Bereitgestellter Auszug
......

|
China greift Kuba unter die Arme
Bis 2012 soll das Transportproblem auf der Karibikinsel behoben sein
Die Beziehungen zwischen China und Kuba prosperieren. Politisch überwiegt der gegenseitige Respekt und
ökonomisch ist China nach Venezuela der zweitwichtigste Handelspartner.
Seit nunmehr 47 Jahren läuft fast alles rund. Kuba war der erste lateinamerikanische Staat, der sich
damals zur Aufnahme diplomatischer Beziehungen mit China entschloss. Als der Wirtschaftsrat der
Volksrepublik China, Yang Shidi, in Havanna am 28. September vergangenen Jahres im Fernsehen anlässlich
des Jahrestages der Aufnahme diplomatischer Beziehungen interviewt wurde, entwarf er, ohne die in diesem
Job gebotene Vorsicht walten zu lassen, für »beide Bruderländer« eine gemeinsame Perspektive, wie sie
strahlender und nutzbringender nicht sein kann.
Abgesehen von einigen ernsthaften Reibereien vor Jahrzehnten um Führungspositionen in der Dritten Welt,
»hat China während der schwersten Jahre unserer Sonderperiode taktvoll und verschwiegen unschätzbare Hilfe
geleistet«, rühmte Fidel Castro vor drei Jahren, als der chinesische Staatspräsident Hu Jintao in
Begleitung von einem Dutzend Ministern und 100 Unternehmern Gast der kubanischen Regierung war. Der Besuch
gilt als Start für eine wirtschaftliche Offensive Chinas auf breitester Front in Kuba, die sie hinter
Venezuela auf Platz zwei der Handelspartner vorrücken ließ, gefolgt von Kanada und Spanien.

......

(Datensätze zu Positionen von Objekten)
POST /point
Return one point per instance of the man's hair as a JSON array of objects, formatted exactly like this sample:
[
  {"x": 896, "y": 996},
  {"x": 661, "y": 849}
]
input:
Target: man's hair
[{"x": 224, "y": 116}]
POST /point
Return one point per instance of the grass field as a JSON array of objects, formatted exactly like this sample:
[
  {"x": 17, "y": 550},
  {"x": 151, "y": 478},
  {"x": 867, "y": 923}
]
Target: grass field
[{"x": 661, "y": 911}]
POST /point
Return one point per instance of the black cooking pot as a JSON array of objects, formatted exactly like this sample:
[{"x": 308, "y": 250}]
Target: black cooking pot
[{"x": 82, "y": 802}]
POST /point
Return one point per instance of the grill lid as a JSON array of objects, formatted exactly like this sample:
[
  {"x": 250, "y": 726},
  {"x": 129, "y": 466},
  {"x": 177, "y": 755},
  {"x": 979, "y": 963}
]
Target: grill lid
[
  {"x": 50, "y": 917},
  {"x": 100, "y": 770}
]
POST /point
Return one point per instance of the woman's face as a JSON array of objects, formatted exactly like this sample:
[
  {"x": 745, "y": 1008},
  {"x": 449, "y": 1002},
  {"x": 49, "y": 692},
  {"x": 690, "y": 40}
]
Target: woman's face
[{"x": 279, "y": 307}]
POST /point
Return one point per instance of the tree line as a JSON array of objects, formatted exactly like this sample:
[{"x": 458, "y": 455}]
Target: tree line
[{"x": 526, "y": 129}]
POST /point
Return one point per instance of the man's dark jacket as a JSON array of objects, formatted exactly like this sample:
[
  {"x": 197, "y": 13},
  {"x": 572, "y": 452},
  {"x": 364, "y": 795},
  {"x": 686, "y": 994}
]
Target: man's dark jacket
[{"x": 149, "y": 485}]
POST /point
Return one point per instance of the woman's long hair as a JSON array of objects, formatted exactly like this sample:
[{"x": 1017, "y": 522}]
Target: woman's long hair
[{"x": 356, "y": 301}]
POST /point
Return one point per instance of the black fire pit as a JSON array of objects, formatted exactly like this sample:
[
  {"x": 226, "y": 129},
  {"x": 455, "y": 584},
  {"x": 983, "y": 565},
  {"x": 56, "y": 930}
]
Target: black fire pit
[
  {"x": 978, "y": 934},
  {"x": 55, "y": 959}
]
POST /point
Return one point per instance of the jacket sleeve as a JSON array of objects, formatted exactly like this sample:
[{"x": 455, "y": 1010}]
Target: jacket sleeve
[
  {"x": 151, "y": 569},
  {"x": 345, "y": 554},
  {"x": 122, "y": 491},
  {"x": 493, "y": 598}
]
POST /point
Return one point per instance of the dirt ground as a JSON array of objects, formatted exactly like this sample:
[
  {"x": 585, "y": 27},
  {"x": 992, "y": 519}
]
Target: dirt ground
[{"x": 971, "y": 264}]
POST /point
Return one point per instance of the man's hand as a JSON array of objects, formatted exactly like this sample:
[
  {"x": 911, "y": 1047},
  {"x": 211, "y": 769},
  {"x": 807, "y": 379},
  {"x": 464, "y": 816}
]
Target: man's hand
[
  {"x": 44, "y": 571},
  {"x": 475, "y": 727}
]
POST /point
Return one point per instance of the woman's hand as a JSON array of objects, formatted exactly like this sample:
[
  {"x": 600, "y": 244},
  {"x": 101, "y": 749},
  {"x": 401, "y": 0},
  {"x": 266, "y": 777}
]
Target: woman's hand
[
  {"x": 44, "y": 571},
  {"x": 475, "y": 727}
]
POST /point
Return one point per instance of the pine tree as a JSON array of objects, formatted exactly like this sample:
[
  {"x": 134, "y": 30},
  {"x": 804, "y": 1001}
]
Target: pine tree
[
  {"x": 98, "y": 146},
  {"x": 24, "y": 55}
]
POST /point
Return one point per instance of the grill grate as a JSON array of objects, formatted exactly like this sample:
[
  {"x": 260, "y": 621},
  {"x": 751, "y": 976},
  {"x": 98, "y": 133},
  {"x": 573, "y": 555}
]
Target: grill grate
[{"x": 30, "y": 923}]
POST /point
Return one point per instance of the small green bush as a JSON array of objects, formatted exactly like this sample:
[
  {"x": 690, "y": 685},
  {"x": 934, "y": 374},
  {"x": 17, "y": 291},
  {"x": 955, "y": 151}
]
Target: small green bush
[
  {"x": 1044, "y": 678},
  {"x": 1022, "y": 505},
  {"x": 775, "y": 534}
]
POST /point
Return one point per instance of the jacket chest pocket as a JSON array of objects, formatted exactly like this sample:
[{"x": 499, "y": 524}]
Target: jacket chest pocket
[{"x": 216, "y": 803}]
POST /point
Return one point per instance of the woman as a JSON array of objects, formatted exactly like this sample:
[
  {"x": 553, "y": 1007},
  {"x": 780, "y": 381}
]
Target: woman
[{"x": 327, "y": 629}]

......

Zu lösende Aufgaben
**a)** Schreibe aus dem Artikel über China und Kuba wortgetreu den Abschnitt ab, der mit „Seit nunmehr 47“ beginnt und bis „nicht sein kann.“ reicht.
**b)** Führe den Artikel über Chinas Hilfe für Kuba im Anschluss an seinen letzten Satz weiter.

Lösungen der Aufgaben
**a)**
Seit nunmehr 47 Jahren läuft fast alles rund. Kuba war der erste lateinamerikanische Staat, der sich
damals zur Aufnahme diplomatischer Beziehungen mit China entschloss. Als der Wirtschaftsrat der
Volksrepublik China, Yang Shidi, in Havanna am 28. September vergangenen Jahres im Fernsehen anlässlich
des Jahrestages der Aufnahme diplomatischer Beziehungen interviewt wurde, entwarf er, ohne die in diesem
Job gebotene Vorsicht walten zu lassen, für »beide Bruderländer« eine gemeinsame Perspektive, wie sie
strahlender und nutzbringender nicht sein kann.

**b)**
Großzügige Kredite -- die an moderate Abzahlungsbedingungen gebunden sind -- jedoch eine gewisse
Zurückhaltung bei Direktinvestitionen: So kann man die chinesische Strategie charakterisieren. »China ist
ein Land, in dem marktwirtschaftliche Prinzipien herrschen, die Privatunternehmen verantworten selbst ihre
Einkünfte oder Verluste und treffen demzufolge ihre eigenen Entscheidungen«, so Yang, der zugleich
einräumte, dass Peking nicht nur wirtschaftliche und politische Übereinstimmungen mit Kuba pflegt, sondern
von der Insel aus auch eine Brücke für einen massiven Vorstoß nach Lateinamerika schlagen will.
Die Zusammenarbeit funktioniert. Havanna hat zum Beispiel Verträge in Milliardenhöhe mit China und Iran
unterzeichnet, mit denen das Transportproblem bis 2012 aus der Welt geschaffen werden soll. Die Mittel:
Importe von Lokomotiven, Passagier- und Transportwaggons, Bussen, Lkw und Pkw sowie die Modernisierung der
Infrastruktur. China trägt den Löwenanteil. Brasilien hat sich bereit erklärt, vor allem beim
Straßenbau einzusteigen.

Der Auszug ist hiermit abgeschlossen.